▸ SELECTED TEXT:
※
I heard that the American ambassador, John Negroponte, had requested that $3.37 billion intended for water, sewage and electricity projects be transferred to security and oil output.

I heard that the reporters from the al-Jazeera network were indefinitely banned. I heard Donald Rumsfeld say: What al-Jazeera is doing is vicious, inaccurate and inexcusable.

I heard that Spain left the coalition of the willing. Hungary left; the Dominican Republic left; Nicaragua left; Honduras left. I heard that the Philippines had left early, after a Filipino truck driver was kidnapped and executed. Norway left. Poland and the Netherlands said they were leaving. Thailand said it was leaving. Bulgaria was reducing its few hundred troops. Moldova cut its force from 42 to 12.

I heard that the president had once said: Two years from now, only the Brits may be with us. At some point, we may be the only ones left. That's OK with me. We are America.

I heard a reporter ask Lieutenant-General Jay Garner how long the troops would remain in Iraq, and I heard him reply: I hope they're there a long time.

I heard General Tommy Franks say: One has to think about the numbers. I think we will be engaged with our military in Iraq for perhaps three, five, perhaps ten years.
※
▸ GIVEN DATA:
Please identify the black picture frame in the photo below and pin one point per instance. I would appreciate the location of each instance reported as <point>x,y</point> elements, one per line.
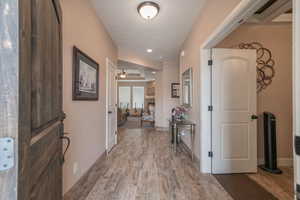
<point>175,90</point>
<point>85,77</point>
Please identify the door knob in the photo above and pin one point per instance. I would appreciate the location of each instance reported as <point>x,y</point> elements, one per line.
<point>254,117</point>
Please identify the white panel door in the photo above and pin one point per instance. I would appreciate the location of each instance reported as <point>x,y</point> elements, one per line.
<point>234,133</point>
<point>111,106</point>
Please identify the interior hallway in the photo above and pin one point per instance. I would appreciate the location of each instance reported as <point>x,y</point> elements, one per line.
<point>143,167</point>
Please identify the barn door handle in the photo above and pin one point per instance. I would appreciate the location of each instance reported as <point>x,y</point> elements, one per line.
<point>253,117</point>
<point>68,145</point>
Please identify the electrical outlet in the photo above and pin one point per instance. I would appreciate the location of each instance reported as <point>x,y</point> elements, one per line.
<point>75,168</point>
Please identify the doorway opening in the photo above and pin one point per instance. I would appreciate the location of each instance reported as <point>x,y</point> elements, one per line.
<point>136,96</point>
<point>237,141</point>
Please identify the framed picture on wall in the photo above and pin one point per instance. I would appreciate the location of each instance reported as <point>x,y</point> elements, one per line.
<point>85,77</point>
<point>175,90</point>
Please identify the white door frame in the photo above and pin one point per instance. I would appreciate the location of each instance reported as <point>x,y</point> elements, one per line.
<point>241,13</point>
<point>296,85</point>
<point>108,63</point>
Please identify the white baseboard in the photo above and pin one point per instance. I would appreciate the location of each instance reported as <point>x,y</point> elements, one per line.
<point>162,128</point>
<point>283,162</point>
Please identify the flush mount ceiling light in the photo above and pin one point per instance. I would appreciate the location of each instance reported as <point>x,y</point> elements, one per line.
<point>148,10</point>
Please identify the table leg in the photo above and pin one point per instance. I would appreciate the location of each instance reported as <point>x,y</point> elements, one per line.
<point>175,137</point>
<point>192,140</point>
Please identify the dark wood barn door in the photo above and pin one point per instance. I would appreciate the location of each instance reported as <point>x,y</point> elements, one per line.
<point>41,115</point>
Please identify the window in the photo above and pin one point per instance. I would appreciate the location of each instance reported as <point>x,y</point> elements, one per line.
<point>138,97</point>
<point>124,97</point>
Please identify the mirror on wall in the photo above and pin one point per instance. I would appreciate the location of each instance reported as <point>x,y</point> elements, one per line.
<point>187,88</point>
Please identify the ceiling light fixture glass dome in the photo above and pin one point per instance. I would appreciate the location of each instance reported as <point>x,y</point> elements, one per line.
<point>148,10</point>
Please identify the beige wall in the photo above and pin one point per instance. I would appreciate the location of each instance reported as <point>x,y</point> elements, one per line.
<point>163,100</point>
<point>277,98</point>
<point>85,119</point>
<point>212,14</point>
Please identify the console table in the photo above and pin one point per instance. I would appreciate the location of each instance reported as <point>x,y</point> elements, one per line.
<point>175,125</point>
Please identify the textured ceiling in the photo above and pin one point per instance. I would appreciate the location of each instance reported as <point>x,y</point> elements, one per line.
<point>164,34</point>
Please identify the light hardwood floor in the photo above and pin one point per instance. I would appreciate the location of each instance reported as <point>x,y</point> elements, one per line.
<point>280,185</point>
<point>143,167</point>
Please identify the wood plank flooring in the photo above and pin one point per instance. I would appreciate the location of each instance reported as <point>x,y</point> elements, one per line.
<point>143,167</point>
<point>280,185</point>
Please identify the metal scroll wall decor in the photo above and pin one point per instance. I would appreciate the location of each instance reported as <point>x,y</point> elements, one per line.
<point>265,64</point>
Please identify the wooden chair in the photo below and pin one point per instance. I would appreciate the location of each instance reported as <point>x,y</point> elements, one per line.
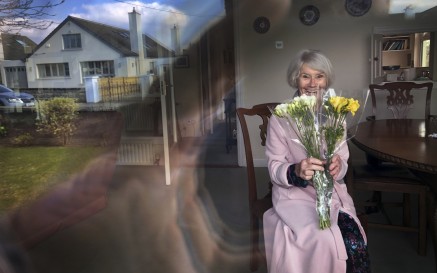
<point>380,177</point>
<point>257,205</point>
<point>399,98</point>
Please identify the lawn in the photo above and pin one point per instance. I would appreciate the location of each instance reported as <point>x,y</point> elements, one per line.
<point>28,172</point>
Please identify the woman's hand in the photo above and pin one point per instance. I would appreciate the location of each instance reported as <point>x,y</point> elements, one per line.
<point>335,166</point>
<point>305,169</point>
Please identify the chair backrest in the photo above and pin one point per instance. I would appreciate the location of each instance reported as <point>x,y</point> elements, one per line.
<point>399,98</point>
<point>263,111</point>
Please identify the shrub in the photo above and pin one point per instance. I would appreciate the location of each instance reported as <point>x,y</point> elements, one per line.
<point>23,140</point>
<point>58,117</point>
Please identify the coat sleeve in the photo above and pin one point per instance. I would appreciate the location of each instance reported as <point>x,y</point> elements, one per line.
<point>278,153</point>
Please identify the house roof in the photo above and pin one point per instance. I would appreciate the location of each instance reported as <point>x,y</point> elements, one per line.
<point>117,38</point>
<point>16,47</point>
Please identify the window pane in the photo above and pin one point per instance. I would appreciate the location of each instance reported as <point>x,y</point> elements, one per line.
<point>425,53</point>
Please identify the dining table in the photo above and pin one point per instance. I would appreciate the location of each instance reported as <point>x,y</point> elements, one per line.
<point>411,143</point>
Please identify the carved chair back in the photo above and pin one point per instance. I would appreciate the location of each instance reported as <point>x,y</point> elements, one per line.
<point>399,97</point>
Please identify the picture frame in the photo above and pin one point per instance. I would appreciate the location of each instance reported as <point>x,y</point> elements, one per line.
<point>182,61</point>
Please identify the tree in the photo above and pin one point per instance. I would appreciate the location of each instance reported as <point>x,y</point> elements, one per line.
<point>16,15</point>
<point>58,117</point>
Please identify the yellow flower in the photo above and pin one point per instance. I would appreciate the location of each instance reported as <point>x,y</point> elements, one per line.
<point>353,106</point>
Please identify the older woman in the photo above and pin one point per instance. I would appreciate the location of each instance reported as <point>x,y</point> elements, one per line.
<point>293,239</point>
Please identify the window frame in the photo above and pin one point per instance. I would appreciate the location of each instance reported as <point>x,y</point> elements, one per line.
<point>53,70</point>
<point>106,68</point>
<point>72,41</point>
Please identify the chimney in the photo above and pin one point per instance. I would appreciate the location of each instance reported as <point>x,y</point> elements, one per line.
<point>136,37</point>
<point>176,40</point>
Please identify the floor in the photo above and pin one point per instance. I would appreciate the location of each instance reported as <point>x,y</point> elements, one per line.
<point>197,224</point>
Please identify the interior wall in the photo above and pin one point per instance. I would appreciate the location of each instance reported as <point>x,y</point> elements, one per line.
<point>345,39</point>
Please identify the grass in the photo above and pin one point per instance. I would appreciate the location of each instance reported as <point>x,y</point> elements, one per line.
<point>28,172</point>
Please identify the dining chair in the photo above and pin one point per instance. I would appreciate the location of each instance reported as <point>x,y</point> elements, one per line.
<point>362,177</point>
<point>257,204</point>
<point>399,97</point>
<point>399,100</point>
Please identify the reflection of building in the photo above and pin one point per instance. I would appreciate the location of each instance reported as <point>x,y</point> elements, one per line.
<point>79,48</point>
<point>13,52</point>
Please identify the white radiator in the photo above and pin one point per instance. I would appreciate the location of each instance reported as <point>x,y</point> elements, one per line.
<point>140,151</point>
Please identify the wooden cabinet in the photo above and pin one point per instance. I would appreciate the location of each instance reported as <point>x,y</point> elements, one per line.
<point>398,50</point>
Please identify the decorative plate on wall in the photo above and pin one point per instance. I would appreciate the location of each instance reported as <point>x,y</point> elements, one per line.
<point>261,24</point>
<point>309,15</point>
<point>358,7</point>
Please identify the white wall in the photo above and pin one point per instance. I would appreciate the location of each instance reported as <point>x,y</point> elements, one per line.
<point>52,52</point>
<point>346,40</point>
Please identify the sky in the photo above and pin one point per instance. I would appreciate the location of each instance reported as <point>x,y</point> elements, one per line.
<point>158,17</point>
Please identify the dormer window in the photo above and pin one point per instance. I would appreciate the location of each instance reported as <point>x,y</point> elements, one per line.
<point>72,41</point>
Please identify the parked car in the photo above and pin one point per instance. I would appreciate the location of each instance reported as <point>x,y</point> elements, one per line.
<point>10,100</point>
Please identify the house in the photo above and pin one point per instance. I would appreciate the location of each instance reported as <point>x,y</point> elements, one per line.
<point>14,49</point>
<point>80,48</point>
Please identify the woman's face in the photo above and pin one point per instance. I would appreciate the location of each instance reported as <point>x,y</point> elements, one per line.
<point>311,81</point>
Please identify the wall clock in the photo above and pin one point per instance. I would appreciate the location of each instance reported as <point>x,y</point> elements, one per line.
<point>358,7</point>
<point>309,15</point>
<point>261,24</point>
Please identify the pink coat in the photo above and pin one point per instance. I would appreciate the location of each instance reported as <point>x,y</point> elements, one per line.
<point>294,242</point>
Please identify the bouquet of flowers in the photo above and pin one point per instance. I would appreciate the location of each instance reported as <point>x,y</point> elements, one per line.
<point>321,131</point>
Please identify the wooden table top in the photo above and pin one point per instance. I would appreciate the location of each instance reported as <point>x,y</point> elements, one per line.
<point>401,141</point>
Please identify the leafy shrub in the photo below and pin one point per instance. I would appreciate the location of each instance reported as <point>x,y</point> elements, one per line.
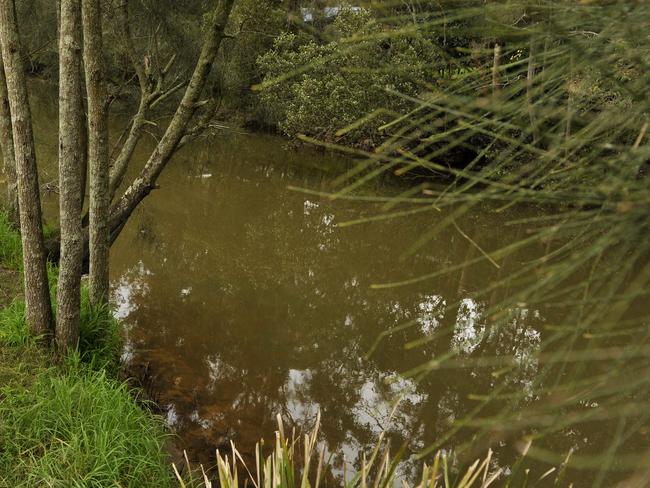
<point>351,82</point>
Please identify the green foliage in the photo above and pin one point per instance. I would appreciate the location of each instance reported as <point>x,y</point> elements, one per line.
<point>78,429</point>
<point>564,128</point>
<point>72,424</point>
<point>13,326</point>
<point>320,89</point>
<point>300,463</point>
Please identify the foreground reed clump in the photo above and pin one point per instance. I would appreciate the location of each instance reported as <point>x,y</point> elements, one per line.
<point>300,463</point>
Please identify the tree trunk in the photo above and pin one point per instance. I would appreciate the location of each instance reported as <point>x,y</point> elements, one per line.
<point>8,156</point>
<point>178,126</point>
<point>99,244</point>
<point>71,160</point>
<point>37,294</point>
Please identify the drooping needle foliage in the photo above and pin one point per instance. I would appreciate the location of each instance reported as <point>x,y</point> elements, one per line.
<point>538,104</point>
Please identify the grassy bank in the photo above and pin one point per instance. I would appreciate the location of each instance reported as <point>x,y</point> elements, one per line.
<point>68,422</point>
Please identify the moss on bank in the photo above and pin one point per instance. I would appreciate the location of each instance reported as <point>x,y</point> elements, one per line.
<point>69,422</point>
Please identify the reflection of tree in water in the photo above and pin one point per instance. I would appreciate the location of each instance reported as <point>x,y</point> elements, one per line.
<point>254,303</point>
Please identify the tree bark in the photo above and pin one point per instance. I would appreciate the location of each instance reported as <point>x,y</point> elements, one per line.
<point>71,160</point>
<point>8,155</point>
<point>100,200</point>
<point>37,295</point>
<point>178,126</point>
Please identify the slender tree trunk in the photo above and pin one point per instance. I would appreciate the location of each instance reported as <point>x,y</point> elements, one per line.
<point>8,155</point>
<point>178,126</point>
<point>71,158</point>
<point>99,245</point>
<point>37,294</point>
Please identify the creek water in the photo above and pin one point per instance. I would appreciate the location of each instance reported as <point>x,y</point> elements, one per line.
<point>243,298</point>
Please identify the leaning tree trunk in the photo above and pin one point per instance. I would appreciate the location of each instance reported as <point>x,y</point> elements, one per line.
<point>178,126</point>
<point>8,156</point>
<point>99,244</point>
<point>71,160</point>
<point>37,295</point>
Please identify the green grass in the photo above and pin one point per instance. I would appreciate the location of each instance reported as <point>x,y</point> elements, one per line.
<point>78,427</point>
<point>70,422</point>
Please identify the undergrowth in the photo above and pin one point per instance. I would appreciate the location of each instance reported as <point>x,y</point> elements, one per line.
<point>70,422</point>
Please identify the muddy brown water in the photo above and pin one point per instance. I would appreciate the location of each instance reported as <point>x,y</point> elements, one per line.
<point>243,298</point>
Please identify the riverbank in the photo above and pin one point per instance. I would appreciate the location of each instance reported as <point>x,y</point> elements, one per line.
<point>69,421</point>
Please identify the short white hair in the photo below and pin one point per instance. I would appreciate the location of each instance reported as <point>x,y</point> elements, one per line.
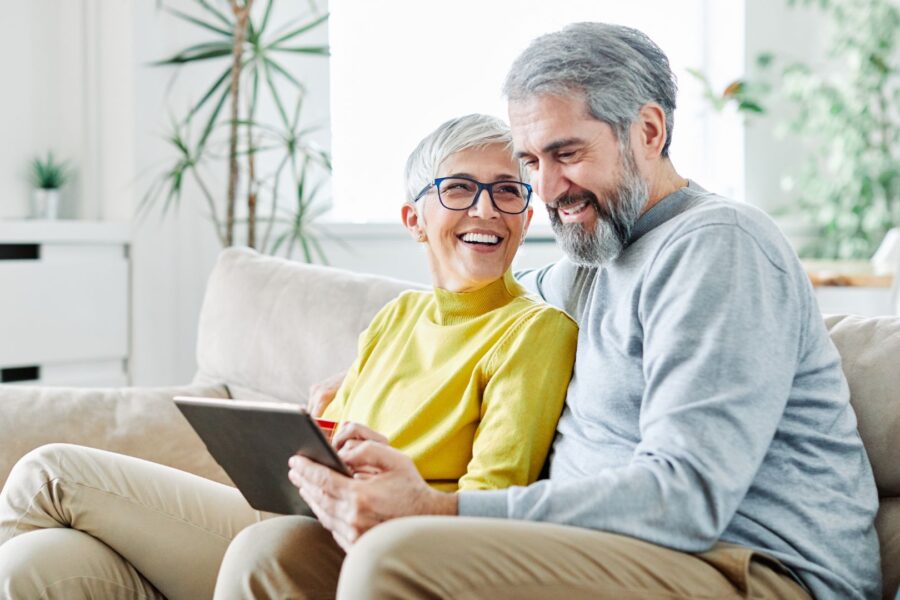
<point>455,135</point>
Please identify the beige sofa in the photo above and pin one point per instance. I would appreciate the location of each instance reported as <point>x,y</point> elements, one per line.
<point>269,328</point>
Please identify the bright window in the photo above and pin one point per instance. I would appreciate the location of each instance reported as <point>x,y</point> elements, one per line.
<point>390,59</point>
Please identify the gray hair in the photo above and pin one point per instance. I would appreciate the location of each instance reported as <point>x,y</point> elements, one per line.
<point>462,133</point>
<point>617,68</point>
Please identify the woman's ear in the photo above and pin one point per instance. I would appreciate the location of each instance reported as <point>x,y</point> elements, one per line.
<point>416,226</point>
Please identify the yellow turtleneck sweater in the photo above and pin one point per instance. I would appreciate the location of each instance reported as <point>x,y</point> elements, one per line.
<point>469,385</point>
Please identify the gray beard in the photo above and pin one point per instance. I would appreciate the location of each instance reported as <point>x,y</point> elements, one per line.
<point>612,229</point>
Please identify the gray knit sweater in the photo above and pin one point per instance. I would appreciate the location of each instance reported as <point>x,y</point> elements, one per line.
<point>707,402</point>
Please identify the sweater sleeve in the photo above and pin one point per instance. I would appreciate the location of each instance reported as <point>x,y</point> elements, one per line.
<point>721,327</point>
<point>522,401</point>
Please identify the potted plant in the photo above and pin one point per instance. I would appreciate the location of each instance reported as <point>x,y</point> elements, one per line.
<point>47,177</point>
<point>224,126</point>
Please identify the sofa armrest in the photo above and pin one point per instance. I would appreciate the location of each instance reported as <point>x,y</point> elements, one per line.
<point>141,422</point>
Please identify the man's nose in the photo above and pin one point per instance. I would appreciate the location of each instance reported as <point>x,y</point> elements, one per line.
<point>484,206</point>
<point>548,182</point>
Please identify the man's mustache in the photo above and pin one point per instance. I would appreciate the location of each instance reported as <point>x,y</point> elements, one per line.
<point>565,200</point>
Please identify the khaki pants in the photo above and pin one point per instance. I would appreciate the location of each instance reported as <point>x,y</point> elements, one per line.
<point>465,559</point>
<point>82,523</point>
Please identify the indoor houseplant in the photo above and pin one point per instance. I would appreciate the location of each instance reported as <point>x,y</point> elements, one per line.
<point>47,177</point>
<point>843,110</point>
<point>224,125</point>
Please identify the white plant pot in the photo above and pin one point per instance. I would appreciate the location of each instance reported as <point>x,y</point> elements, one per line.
<point>45,204</point>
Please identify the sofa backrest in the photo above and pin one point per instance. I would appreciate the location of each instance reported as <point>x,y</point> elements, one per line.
<point>870,356</point>
<point>269,327</point>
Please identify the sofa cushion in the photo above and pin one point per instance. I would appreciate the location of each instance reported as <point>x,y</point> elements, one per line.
<point>888,525</point>
<point>870,355</point>
<point>141,422</point>
<point>271,327</point>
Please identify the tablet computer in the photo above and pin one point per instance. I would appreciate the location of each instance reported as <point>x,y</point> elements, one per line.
<point>252,441</point>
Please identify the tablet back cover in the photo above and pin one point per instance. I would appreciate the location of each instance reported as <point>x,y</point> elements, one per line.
<point>253,447</point>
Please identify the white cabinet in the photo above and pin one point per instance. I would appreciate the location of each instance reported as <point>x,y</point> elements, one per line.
<point>64,302</point>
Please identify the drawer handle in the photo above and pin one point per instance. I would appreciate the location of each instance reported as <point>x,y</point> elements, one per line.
<point>12,374</point>
<point>20,251</point>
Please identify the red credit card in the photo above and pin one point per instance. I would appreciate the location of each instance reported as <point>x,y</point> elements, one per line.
<point>327,426</point>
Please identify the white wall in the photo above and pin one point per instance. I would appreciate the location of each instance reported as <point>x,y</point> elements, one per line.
<point>76,80</point>
<point>792,34</point>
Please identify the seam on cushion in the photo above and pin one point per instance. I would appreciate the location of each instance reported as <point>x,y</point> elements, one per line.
<point>118,585</point>
<point>122,497</point>
<point>592,587</point>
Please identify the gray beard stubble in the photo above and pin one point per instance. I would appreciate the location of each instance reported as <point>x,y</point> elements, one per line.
<point>616,217</point>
※
▸ YOUR TASKS:
**a.** In the passage on the war in Iraq, how much money did John Negroponte ask to have moved to security and oil output?
**b.** Extend the passage on the war in Iraq, picking up after its last sentence.
The items have nothing to do with the tasks and can be left aside.

▸ EXERCISE ANSWERS:
**a.** $3.37 billion

**b.**
I heard that the Pentagon was now exploring what it called the 'Salvador option', modelled on the death squads in El Salvador in the 1980s, when John Negroponte was ambassador to Honduras and when Elliott Abrams, now White House adviser on the Middle East, called the massacre at El Mozote nothing but Communist propaganda. Under the plan, the US would advise, train and support paramilitaries in assassination and kidnapping, including secret raids across the Syrian border. In the vice presidential debate, I heard the vice president say: Twenty years ago we had a similar situation in El Salvador. We had a guerrilla insurgency that controlled roughly a third of the country . . . And today El Salvador is a whale of a lot better.

I heard that 100,000 Iraqi civilians were dead. I heard that there was now an average of 150 attacks on US troops a day. I heard that in Baghdad 700 people were being killed every month in 'non-war-related' criminal activities. I heard that 1400 American soldiers had been killed and that the true casualty figure was approximately 25,000.

I heard that Donald Rumsfeld had a machine sign his letters of condolence to the families of soldiers who had been killed. When this caused a small scandal, I heard him say: I have directed that in the future I sign each letter.

I heard the president say: The credibility of this country is based upon our strong desire to make the world more peaceful, and the world is now more peaceful.

I heard the president say: I want to be the peace president. The next four years will be peaceful years.

I heard Attorney General John Ashcroft say, on the day of his resignation: The objective of securing the safety of Americans from crime and terror has been achieved.

I heard the president say: For a while we were marching to war. Now we're marching to peace.

I heard that the US military had purchased 1,500,000,000 bullets for use in the coming year. That is 58 bullets for every Iraqi adult and child.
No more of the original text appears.